===== Extracted data

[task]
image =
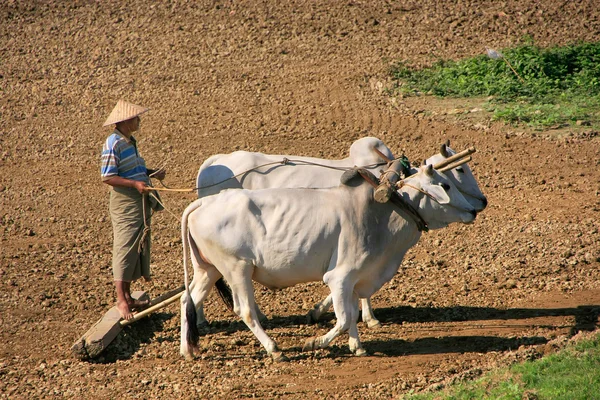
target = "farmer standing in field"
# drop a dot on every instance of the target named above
(131, 203)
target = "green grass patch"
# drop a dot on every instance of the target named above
(528, 85)
(573, 374)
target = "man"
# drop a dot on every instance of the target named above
(131, 203)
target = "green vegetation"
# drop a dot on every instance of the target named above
(573, 374)
(544, 88)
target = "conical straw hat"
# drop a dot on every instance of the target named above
(124, 111)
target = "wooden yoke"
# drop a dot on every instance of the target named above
(388, 181)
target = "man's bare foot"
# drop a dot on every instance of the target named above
(138, 305)
(124, 310)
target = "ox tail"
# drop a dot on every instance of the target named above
(193, 335)
(225, 293)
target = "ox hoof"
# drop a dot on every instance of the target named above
(360, 353)
(374, 324)
(202, 324)
(278, 356)
(310, 345)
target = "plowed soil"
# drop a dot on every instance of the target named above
(291, 77)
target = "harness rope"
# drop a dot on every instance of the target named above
(285, 161)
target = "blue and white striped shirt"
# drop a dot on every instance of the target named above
(120, 157)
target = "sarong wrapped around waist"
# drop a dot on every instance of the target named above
(127, 216)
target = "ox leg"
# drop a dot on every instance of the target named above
(205, 276)
(345, 305)
(318, 310)
(245, 306)
(367, 314)
(354, 341)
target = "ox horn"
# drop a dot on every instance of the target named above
(383, 156)
(454, 158)
(444, 149)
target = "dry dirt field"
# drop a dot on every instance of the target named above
(290, 77)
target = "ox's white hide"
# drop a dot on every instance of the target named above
(462, 177)
(282, 237)
(220, 171)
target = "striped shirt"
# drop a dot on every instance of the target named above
(120, 157)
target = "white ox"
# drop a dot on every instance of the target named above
(241, 170)
(281, 237)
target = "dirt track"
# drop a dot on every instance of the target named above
(294, 78)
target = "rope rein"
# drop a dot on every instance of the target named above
(285, 161)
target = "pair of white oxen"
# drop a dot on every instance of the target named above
(296, 223)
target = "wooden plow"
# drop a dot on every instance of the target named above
(103, 332)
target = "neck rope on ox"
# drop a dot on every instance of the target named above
(399, 202)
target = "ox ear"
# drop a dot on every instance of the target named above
(444, 149)
(348, 176)
(428, 170)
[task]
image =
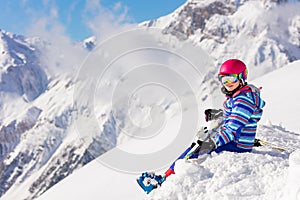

==========

Objective ▸
Locate every line in the records above that contains the word "dirt" and copy each of those lines.

Response to the task ▸
target = "dry dirt field"
target = "dirt track"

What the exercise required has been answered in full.